But just like everything else you buy, you need to do "your" homework before you buy. This is true from buying a house or car down to buying a tub of margerine. 

[The auctions claimed that each car was hand made in the 40s. I sure didn't believe the 40s story as from the photos I could see that the cars didn't show that kind of age and I have read that Lehmann started selling G in 1968 starting G gauge model railroading and I figured that the guy they were selling for didn't predict the future creation of G and made the cars the proper size in the 40s. And most of the cars obviously had factory trucks and wheels and it looked like the trucks were from Bachmann. But I bid on the auctions to get the cars as starts for projects.] 

You knew enough to be able to tell the cars were not what they were advertised to be, but you still bit on the bait instead running. 

I have no symathy for you and believe E-Bay did the right thing.


----------



## Greg Elmassian (Jan 3, 2008)

I have some sympathy for the fact you are upset, but I agree totally with Randy. You knew something was fishy, no one built this stuff in the 40's to this scale and gauge. 

I agree the wording was misleading, but you could have asked a question right on ebay if you had any concerns.

Provided information ::

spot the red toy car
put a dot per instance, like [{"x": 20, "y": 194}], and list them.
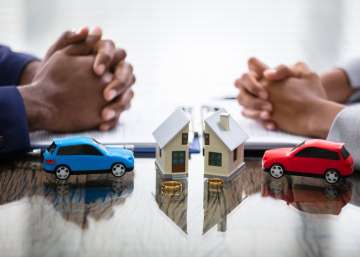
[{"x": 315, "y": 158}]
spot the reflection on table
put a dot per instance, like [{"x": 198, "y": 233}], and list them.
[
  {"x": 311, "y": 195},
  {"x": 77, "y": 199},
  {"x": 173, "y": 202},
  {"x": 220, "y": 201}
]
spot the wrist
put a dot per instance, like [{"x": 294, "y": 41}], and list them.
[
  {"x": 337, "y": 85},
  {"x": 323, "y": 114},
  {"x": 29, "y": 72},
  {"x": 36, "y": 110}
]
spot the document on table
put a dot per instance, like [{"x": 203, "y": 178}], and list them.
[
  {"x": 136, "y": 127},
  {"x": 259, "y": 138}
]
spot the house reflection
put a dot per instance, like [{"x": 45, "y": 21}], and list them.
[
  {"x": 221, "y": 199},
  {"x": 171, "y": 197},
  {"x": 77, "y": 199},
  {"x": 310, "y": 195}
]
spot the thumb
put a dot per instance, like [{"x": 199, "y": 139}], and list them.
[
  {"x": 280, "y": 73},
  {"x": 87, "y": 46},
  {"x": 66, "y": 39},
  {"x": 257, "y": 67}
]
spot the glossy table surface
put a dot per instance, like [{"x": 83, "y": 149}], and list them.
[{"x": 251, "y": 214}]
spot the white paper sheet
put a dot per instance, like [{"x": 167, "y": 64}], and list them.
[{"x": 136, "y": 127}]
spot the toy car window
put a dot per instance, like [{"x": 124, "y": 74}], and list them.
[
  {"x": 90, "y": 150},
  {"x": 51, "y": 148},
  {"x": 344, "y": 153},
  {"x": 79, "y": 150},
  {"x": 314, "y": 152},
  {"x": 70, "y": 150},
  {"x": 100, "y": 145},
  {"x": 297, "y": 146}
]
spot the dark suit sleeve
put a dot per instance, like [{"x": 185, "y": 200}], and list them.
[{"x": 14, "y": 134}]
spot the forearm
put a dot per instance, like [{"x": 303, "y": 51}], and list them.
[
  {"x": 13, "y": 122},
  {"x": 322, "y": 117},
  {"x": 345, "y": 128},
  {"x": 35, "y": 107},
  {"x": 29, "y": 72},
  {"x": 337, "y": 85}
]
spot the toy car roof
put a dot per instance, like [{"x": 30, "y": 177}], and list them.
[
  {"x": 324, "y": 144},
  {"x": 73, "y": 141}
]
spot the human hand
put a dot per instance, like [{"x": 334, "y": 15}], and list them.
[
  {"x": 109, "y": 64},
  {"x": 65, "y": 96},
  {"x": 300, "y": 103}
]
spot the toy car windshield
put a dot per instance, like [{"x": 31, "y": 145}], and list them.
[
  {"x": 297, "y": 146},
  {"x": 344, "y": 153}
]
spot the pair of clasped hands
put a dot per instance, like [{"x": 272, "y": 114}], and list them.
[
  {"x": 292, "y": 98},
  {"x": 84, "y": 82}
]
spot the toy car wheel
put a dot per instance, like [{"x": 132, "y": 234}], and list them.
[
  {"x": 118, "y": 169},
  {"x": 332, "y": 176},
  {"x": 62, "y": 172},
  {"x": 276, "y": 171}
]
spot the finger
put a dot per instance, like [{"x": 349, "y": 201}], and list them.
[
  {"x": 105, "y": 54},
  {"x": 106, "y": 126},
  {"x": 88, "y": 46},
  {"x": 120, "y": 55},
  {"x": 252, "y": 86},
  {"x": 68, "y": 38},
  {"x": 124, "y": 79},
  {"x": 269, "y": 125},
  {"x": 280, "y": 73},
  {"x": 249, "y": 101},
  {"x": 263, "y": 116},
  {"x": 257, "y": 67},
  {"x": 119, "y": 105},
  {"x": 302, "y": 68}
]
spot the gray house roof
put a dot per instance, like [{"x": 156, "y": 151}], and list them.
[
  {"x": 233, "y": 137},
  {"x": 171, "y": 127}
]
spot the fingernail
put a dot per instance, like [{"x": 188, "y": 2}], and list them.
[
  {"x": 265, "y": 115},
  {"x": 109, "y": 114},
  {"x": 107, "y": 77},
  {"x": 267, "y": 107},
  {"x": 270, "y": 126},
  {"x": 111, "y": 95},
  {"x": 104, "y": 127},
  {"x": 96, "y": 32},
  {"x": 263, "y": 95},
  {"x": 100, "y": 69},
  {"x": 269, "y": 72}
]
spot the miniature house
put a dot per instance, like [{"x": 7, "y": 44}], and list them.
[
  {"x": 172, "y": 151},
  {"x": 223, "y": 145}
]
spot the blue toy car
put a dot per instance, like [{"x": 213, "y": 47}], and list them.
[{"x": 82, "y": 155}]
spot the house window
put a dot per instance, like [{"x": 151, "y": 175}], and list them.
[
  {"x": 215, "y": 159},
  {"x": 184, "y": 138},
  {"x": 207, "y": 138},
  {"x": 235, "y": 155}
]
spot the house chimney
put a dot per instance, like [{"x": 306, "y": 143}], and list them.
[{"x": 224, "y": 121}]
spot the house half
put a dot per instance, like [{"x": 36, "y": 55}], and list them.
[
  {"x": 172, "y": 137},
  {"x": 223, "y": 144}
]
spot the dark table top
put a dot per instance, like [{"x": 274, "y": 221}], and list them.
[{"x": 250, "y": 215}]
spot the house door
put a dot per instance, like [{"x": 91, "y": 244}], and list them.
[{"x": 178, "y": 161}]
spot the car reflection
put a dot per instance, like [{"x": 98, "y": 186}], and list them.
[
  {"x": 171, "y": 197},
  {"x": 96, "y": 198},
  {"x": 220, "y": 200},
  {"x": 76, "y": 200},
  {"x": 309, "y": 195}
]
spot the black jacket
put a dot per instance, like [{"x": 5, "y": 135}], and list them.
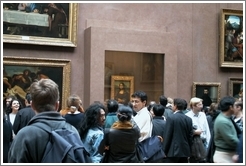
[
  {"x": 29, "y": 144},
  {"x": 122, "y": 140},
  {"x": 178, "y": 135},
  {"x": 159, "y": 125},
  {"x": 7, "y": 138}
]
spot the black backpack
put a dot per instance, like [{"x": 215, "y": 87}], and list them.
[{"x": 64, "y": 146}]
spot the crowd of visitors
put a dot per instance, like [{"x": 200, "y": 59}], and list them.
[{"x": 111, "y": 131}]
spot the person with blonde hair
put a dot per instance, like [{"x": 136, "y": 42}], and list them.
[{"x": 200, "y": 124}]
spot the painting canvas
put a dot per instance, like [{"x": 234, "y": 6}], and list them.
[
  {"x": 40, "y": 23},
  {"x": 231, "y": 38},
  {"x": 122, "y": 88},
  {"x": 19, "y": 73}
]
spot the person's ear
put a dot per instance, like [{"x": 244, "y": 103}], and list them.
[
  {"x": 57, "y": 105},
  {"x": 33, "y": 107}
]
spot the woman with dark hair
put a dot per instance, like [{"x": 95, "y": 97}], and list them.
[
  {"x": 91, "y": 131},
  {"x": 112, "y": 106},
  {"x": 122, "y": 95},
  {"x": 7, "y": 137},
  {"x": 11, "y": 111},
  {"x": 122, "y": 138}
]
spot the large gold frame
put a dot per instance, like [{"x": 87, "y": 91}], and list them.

Exercise directions ::
Answer these about the forum thread above:
(a) In what year does the thread say Lehmann started selling G gauge?
(b) Which maker did the trucks on most of the cars appear to come from?
(c) What does Greg Elmassian say the buyer could have done about any concerns?

Solution for this exercise ::
(a) 1968.
(b) Bachmann.
(c) Asked a question right on eBay.